## SOURCE
■ ■ ■ ■ ■

- What is an Acid-Base Reaction?
- Strong Acids and Bases
- How to Identify the Acid and Base in a Reaction
- Predicting Products of Acid-Base Reactions
- Balancing Acid-Base Reactions
- Examples of Acid-Base Reaction
- Acid-Base Reactions in Organic Chemistry
- Reaction Between Weak Acid and Weak Base
- Uses of Acid-Base Reactions in Daily Life
What is an Acid-Base Reaction?
An acid-base reaction is a chemical reaction that occurs between an acid and a base, which are the reactants. The products of this reaction are salt and water. An acid-base reaction is a double-replacement reaction where ions exchange their positions. This type of reaction is essential in both biochemistry and industrial chemistry [1,2].
The general equation of an acid base reaction is as follows.
Acid + Base → Salt + Water
Strong Acids and Bases
A strong acid is one that readily gives off hydronium (H+) ions when dissolved in water (H2O). A strong base is one that quickly gives off hydroxyl (OH–) ions when dissolved in water. The H+ and OH– combine to form H2O. Strong acid and base react wholly and together, neutralize each other. Hence, sometimes, this reaction is called a neutralization reaction.

■ ■ ■ ■ ■

## EXERCISE BRIEF
Copy the passage on acid-base reactions in full, word for word. The rows come from a separate source.

■ ■ ■ ■ ■

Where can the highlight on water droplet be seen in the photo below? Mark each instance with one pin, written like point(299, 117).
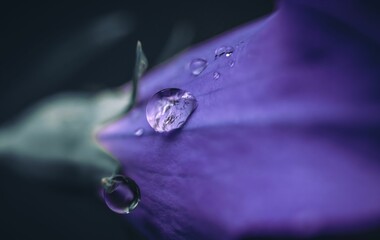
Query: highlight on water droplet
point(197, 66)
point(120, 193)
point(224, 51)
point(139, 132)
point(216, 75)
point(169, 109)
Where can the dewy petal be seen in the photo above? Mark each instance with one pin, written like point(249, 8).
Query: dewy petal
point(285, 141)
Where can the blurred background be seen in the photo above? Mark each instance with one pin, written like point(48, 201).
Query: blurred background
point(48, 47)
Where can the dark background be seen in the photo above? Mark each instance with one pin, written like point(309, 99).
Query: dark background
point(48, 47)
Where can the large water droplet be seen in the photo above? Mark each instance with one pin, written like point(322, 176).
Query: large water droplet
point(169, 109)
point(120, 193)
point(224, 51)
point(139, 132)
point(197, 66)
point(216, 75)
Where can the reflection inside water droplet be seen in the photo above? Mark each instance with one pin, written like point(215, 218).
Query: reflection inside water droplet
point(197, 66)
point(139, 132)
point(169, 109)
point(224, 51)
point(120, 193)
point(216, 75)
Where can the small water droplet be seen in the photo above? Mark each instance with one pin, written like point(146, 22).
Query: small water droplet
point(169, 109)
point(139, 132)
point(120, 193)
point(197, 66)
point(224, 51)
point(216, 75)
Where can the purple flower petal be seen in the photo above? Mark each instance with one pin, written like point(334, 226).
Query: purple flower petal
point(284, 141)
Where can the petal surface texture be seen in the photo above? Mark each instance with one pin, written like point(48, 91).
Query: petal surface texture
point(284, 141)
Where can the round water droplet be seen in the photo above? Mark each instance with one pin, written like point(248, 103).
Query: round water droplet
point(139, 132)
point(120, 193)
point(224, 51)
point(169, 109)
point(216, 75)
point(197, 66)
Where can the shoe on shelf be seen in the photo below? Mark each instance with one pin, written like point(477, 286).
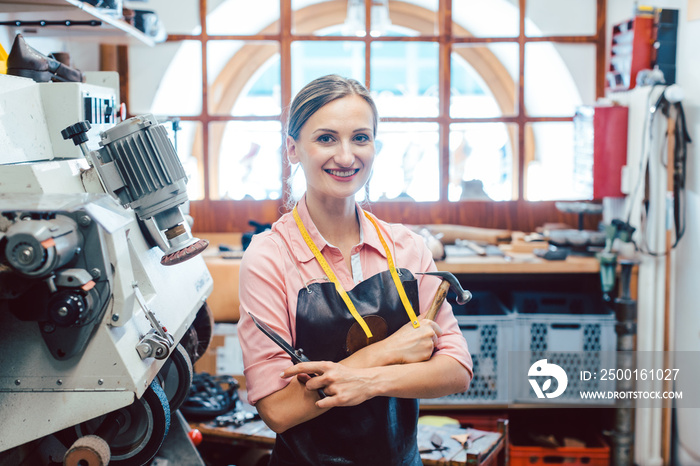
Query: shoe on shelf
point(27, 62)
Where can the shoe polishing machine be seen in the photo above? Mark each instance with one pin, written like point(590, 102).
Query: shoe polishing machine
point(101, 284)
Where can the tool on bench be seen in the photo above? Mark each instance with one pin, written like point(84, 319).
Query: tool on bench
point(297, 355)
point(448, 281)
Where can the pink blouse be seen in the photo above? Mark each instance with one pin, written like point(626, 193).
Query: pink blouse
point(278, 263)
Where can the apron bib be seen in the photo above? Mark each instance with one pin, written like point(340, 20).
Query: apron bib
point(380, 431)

■ ■ ■ ■ ■

## ANSWER TO THE EXERCISE
- What is an Acid-Base Reaction?
- Strong Acids and Bases
- How to Identify the Acid and Base in a Reaction
- Predicting Products of Acid-Base Reactions
- Balancing Acid-Base Reactions
- Examples of Acid-Base Reaction
- Acid-Base Reactions in Organic Chemistry
- Reaction Between Weak Acid and Weak Base
- Uses of Acid-Base Reactions in Daily Life
What is an Acid-Base Reaction?
An acid-base reaction is a chemical reaction that occurs between an acid and a base, which are the reactants. The products of this reaction are salt and water. An acid-base reaction is a double-replacement reaction where ions exchange their positions. This type of reaction is essential in both biochemistry and industrial chemistry [1,2].
The general equation of an acid base reaction is as follows.
Acid + Base → Salt + Water
Strong Acids and Bases
A strong acid is one that readily gives off hydronium (H+) ions when dissolved in water (H2O). A strong base is one that quickly gives off hydroxyl (OH–) ions when dissolved in water. The H+ and OH– combine to form H2O. Strong acid and base react wholly and together, neutralize each other. Hence, sometimes, this reaction is called a neutralization reaction.